What to work on
Pull out every line of the items below that contains the string "roof".

Exercise data
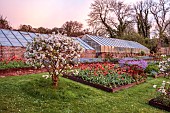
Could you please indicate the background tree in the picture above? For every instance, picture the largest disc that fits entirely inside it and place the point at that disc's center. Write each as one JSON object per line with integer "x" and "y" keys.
{"x": 72, "y": 28}
{"x": 4, "y": 24}
{"x": 112, "y": 15}
{"x": 161, "y": 11}
{"x": 27, "y": 28}
{"x": 142, "y": 18}
{"x": 42, "y": 30}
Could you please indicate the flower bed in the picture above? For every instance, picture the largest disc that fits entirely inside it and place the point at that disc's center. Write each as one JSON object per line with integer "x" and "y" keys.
{"x": 106, "y": 76}
{"x": 98, "y": 86}
{"x": 20, "y": 71}
{"x": 159, "y": 105}
{"x": 162, "y": 99}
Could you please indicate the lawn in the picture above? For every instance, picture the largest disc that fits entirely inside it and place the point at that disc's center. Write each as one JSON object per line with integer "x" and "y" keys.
{"x": 32, "y": 93}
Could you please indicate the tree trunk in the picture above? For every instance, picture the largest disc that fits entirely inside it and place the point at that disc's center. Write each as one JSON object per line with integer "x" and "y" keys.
{"x": 55, "y": 80}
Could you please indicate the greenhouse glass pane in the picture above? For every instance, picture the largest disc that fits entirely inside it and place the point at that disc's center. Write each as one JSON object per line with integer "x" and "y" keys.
{"x": 33, "y": 35}
{"x": 4, "y": 41}
{"x": 19, "y": 37}
{"x": 26, "y": 35}
{"x": 11, "y": 38}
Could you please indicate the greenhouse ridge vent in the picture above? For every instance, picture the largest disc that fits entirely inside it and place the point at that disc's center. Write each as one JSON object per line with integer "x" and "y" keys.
{"x": 13, "y": 43}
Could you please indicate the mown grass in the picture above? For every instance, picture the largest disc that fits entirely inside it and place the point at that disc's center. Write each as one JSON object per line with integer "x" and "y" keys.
{"x": 34, "y": 94}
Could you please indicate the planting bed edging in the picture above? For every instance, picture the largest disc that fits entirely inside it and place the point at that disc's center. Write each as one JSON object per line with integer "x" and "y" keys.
{"x": 98, "y": 86}
{"x": 20, "y": 71}
{"x": 158, "y": 105}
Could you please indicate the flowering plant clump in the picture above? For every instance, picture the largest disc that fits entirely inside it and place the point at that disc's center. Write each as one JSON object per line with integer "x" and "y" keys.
{"x": 163, "y": 93}
{"x": 55, "y": 53}
{"x": 13, "y": 62}
{"x": 104, "y": 74}
{"x": 141, "y": 63}
{"x": 164, "y": 65}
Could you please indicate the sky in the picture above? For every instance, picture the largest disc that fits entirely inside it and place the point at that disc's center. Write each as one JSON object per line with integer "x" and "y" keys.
{"x": 46, "y": 13}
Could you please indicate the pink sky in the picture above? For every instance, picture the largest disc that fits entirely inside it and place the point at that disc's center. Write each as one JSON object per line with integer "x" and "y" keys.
{"x": 46, "y": 13}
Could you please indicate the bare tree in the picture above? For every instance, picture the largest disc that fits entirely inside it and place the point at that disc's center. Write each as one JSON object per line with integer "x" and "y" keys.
{"x": 72, "y": 28}
{"x": 4, "y": 24}
{"x": 27, "y": 28}
{"x": 112, "y": 15}
{"x": 161, "y": 13}
{"x": 142, "y": 18}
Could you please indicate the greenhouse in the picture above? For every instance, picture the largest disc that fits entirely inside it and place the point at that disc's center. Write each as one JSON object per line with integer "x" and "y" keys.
{"x": 112, "y": 45}
{"x": 13, "y": 43}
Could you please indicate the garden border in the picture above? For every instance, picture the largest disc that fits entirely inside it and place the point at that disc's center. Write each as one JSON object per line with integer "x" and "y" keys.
{"x": 158, "y": 105}
{"x": 20, "y": 71}
{"x": 98, "y": 86}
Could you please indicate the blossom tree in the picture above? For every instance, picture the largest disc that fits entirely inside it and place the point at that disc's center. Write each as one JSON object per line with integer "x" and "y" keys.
{"x": 56, "y": 53}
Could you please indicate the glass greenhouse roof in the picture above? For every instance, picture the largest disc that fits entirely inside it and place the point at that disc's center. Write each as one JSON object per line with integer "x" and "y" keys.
{"x": 116, "y": 42}
{"x": 21, "y": 38}
{"x": 83, "y": 44}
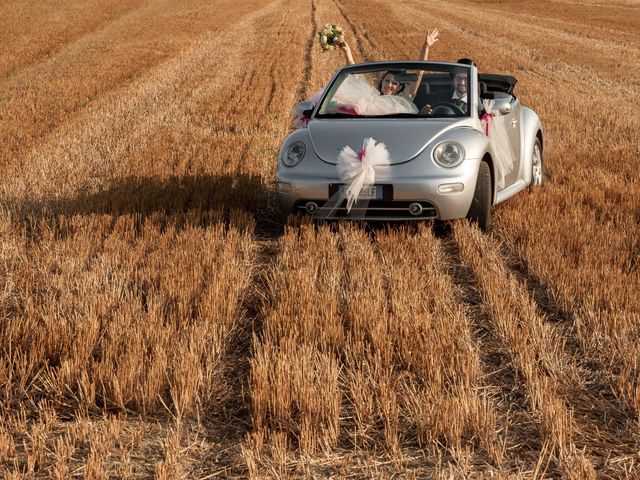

Expected output
Could you please indicate the glass greenhouse roof in the picture above? For every instance, picture the largest disc that fits entirely inside it and place the point at that disc's center. Write each as one JSON object per line with integer "x" and "y" keys.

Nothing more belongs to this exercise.